● **Exercise instructions**:
Print every one of these lines word for word, with no changes.

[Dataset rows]
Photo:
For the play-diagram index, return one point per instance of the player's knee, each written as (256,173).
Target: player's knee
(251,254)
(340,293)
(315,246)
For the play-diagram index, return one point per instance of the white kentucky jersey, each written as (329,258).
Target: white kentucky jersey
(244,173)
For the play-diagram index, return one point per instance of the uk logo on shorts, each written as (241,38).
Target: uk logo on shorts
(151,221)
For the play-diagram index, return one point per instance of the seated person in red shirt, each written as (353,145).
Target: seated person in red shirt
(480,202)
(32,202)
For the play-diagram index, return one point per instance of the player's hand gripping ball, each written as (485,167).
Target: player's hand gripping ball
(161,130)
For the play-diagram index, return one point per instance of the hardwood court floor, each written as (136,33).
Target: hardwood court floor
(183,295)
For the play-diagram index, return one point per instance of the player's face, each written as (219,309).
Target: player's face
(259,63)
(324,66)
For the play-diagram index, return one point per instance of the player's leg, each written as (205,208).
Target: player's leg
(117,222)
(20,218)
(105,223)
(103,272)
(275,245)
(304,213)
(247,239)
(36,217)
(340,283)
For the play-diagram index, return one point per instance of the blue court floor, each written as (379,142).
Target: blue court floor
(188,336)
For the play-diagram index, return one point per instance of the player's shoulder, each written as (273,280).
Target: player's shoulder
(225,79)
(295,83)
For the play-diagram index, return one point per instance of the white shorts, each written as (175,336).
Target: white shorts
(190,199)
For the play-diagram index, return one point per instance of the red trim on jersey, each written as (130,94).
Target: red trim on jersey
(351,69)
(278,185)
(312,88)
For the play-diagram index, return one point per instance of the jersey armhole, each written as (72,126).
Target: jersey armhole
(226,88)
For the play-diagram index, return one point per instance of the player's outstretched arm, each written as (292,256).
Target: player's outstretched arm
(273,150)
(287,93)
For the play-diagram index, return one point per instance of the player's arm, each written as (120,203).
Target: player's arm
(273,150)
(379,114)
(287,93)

● **Response to the exercise**:
Photo:
For the play-diagram index, return one point per instance of the player's knee, each written as (256,173).
Target: player's knee
(251,254)
(340,293)
(315,246)
For the play-diagram index, return one point per instance of the white kentucky jersey, each written as (329,258).
Target: white kentucky jersey
(244,173)
For the play-diagram index, return one point per instance of the uk logo on shorts, each written as (241,38).
Target: uk logo on shorts
(151,221)
For the play-diagram index, return one point per instance of the seated person in red shirt, each written as (353,145).
Target: seated person in red shirt
(480,202)
(32,202)
For the play-diagram index, return one point per instance of the player's hand gripping ball, each written as (485,167).
Target: player's hand gripping ball
(161,130)
For the play-diagram index, return one point per instance of the hardwood court floor, each written as (136,33).
Target: hardwood court floor
(183,295)
For the play-diagram index, return one point per instance of the player's face, each written as (219,309).
Target: player's face
(259,63)
(324,66)
For the play-diagram index, return one point per instance of the player's leg, each written as (205,208).
Target: player's leg
(117,222)
(20,218)
(105,223)
(103,272)
(275,245)
(304,213)
(247,239)
(36,217)
(340,283)
For the play-diagram index, return one point per instance of the blue court floor, each written as (379,142).
Target: blue court floor
(188,336)
For the play-diagram index, return one point per instance of the player's shoulder, each written as (273,280).
Target: player's shoulder
(225,79)
(295,83)
For the play-diagram index, return one point per instance of the white shorts, each written as (175,336).
Target: white shorts
(190,199)
For the play-diagram index, return one point per instance of the red trim on jersey, each written as (130,94).
Target: red trim on jersey
(351,69)
(278,185)
(312,88)
For the play-diagram index, return one point per instance of the jersey armhole, each written as (72,126).
Target: jersey armhole
(226,88)
For the play-diagram index, return one point per instance of the player's outstretched arm, each written as (292,256).
Target: player's outstretched arm
(273,150)
(287,93)
For the play-diagram index, return one point per instance of the player's arm, each written as (120,203).
Target: player's arm
(273,150)
(379,114)
(287,93)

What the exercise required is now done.